=== Travail demandé ===
1. D'après le texte sur le marché français de l'énergie, combien de millions de tonnes de brut l'Algérie a-t-elle produites en 1969 ?
2. Remettez à l'échelle les entrées, de la ligne contenant « Goal: identify meadow » jusqu'à la ligne contenant « [844,0,1145,204] » incluse, et reproduisez uniquement ces lignes, consignes comprises. Multipliez par 1,75 chaque coordonnée des réponses, puis arrondissez à l'entier le plus proche, les demis vers le haut.

=== Texte proposé ===
La bataille pétrole-atome est ouverte

Les industries de l'énergie ne sont pas de celles qui sont sujettes à des variations brusques d'activité. Dans ce domaine où les besoins sont bien connus, la production planifiée, les investissements très lourds, tout changement de cap ne peut s'opérer que lentement.

C'est ainsi que la physionomie du marché de l'énergie en France en 1969-70 reflète, pour les énergies primaires, les mêmes tendances que celles qui avaient été observées les années précédentes : progrès rapides de la consommation du gaz naturel et surtout du pétrole, recul continu du charbon. Quant à l'électricité, énergie secondaire, sa progression, en raison de la bonne conjoncture économique de 1969, atteint 9,5 %, taux supérieur à la tendance à long terme (doublement en dix ans, soit 7 % par an).

De nouvelles données

Sous ces apparences inchangées, l'attention doit cependant se porter sur l'apparition de faits nouveaux, susceptibles de modifier un jour ou l'autre le tableau d'ensemble. L'un de ces faits est d'ordre économique : c'est le renversement de la tendance à la baisse des prix du pétrole et du charbon que l'on observait depuis dix ans. L'autre est d'ordre technique et industriel : c'est l'abandon de la filière atomique française, les modifications de structure en cours au Commissariat à l'énergie atomique et dans l'industrie électrotechnique, qui vont changer les données de base de l'effort atomique français.

La production de pétrole en France même reste toujours faible, bien que les recherches se poursuivent off shore dans le golfe de Gascogne et le golfe du Lion. L'effort de recherche entrepris par l'État il y a une quinzaine d'années a été plus heureux outre-mer qu'en métropole : l'Algérie a produit 45 millions de tonnes de brut en 1969, le Gabon 5 millions, et d'intéressantes découvertes ont été faites dans ce dernier pays. Si l'on ajoute la part des sociétés françaises dans la production du Moyen-Orient, soit 42 millions de tonnes, on voit qu'un objectif important de cette politique est maintenant atteint : les compagnies nationales (Total et Elf-Erap) contrôlent une production de pétrole équivalente aux besoins de la consommation du pays.

Un autre objectif était que les compagnies françaises détiennent au moins la moitié du marché français (la part laissée aux compagnies pétrolières internationales étant équilibrée par la pénétration des sociétés françaises sur les marchés étrangers). Il est également atteint. En prenant, au début de 1970, le contrôle de la société Antar, Total et Elf ont même consolidé leur emprise sur le marché intérieur.

Rôle no 1 du pétrole

Il y a dix ans, les produits pétroliers couvraient le quart des besoins totaux d'énergie de la France ; ils en assurent aujourd'hui plus de la moitié. Ces progrès ont été obtenus aux dépens du charbon et par le moyen d'une pression continue sur les prix : le fuel à usage industriel coûtait 20 % moins cher en 1969 qu'en 1959 ! Beaucoup d'économistes prévoyaient qu'une fois acquise la défaite du charbon, les pétroliers voudraient cueillir les fruits de leur victoire. De fait, on a pu constater, à la fin de 1969, une vive remontée — de 20 à 30 % — des prix du fuel lourd en Europe pour les nouveaux contrats. Cette flambée peut avoir évidemment des causes passagères, mais on ne peut qu'être frappé par l'accumulation des facteurs de hausse des prix du pétrole à long terme : coût croissant de la recherche des gisements, exigences des pays producteurs, et surtout développement fantastique des besoins : dans vingt ans, le monde consommera 2,5 fois plus d'énergie que maintenant, et l'essentiel de cet accroissement devra être demandé au pétrole.

=== Données des consignes ===
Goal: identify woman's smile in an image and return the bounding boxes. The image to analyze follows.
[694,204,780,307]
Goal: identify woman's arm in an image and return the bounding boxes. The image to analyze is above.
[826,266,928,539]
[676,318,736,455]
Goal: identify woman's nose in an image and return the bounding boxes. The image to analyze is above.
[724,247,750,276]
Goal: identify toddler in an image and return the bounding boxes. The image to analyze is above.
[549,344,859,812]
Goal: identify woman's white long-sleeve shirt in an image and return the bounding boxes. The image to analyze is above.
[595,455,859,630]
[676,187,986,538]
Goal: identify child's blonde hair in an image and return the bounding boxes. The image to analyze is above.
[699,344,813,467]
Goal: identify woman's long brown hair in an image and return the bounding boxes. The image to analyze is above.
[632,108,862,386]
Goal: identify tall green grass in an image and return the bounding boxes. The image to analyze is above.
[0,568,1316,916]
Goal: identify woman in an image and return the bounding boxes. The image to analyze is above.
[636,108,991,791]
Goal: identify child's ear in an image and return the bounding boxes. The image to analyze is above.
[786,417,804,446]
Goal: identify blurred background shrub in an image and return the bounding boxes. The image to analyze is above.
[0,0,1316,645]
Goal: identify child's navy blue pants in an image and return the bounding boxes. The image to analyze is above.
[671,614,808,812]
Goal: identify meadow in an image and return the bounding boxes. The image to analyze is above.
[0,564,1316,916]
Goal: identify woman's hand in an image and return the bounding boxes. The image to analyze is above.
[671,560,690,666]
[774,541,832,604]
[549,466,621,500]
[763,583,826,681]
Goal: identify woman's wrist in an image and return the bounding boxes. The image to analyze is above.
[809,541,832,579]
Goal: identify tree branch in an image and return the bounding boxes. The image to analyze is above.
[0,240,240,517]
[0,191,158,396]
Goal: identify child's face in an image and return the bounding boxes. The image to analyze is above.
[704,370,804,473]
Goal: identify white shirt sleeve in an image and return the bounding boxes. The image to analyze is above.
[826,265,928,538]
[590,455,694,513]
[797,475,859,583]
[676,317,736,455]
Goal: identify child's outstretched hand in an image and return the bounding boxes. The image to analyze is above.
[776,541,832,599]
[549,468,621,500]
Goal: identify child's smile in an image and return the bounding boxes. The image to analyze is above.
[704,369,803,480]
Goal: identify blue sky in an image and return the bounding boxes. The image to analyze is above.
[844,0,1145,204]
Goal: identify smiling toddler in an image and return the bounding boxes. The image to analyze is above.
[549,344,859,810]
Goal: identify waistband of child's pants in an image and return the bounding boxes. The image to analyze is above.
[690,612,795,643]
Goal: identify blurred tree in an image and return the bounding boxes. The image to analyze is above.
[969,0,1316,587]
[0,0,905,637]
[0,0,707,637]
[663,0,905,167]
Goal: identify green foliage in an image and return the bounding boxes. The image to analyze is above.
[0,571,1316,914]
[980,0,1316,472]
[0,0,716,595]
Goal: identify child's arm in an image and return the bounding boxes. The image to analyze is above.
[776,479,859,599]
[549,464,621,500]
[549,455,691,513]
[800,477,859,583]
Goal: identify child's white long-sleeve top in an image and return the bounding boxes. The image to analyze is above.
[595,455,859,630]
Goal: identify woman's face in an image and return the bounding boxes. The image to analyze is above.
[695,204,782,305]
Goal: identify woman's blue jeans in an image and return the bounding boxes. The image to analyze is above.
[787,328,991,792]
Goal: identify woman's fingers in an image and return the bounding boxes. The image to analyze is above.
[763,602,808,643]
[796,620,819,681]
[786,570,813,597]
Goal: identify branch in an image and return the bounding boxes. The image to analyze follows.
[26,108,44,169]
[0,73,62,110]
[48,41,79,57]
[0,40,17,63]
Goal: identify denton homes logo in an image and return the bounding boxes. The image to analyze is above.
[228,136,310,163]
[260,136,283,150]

=== Réponses par consigne ===
1. 45 millions de tonnes.

2.
Goal: identify meadow in an image and return the bounding boxes. The image to analyze is above.
[0,987,2303,1603]
Goal: identify woman's hand in an image and return the bounding boxes. The image to analyze is above.
[1174,980,1208,1166]
[1355,947,1456,1057]
[961,816,1087,875]
[1335,1020,1446,1192]
Goal: identify woman's wrist in an image and return the bounding boxes. The image to analyze is above.
[1416,947,1456,1013]
Goal: identify tree branch in an image and return the bounding boxes. The image to analyze is above.
[0,420,420,905]
[0,334,277,693]
Goal: identify child's face in an image and return the bounding boxes. The image to analyze is above.
[1232,648,1407,828]
Goal: identify white shirt sleeve in an image and return the bounding boxes. The image to analyze is above.
[1446,464,1624,942]
[1033,796,1215,898]
[1395,831,1503,1020]
[1183,555,1288,796]
Goal: identify child's outstretched hand in an image and return the bounding boxes. The image to analyze is above.
[1358,947,1456,1048]
[961,819,1087,875]
Goal: identify child's smile in an image and return the bounding boxes. The image to analyze is above.
[1232,646,1405,840]
Goal: identify blue sky in an image and return the bounding boxes. The image to analyze is above.
[1477,0,2004,357]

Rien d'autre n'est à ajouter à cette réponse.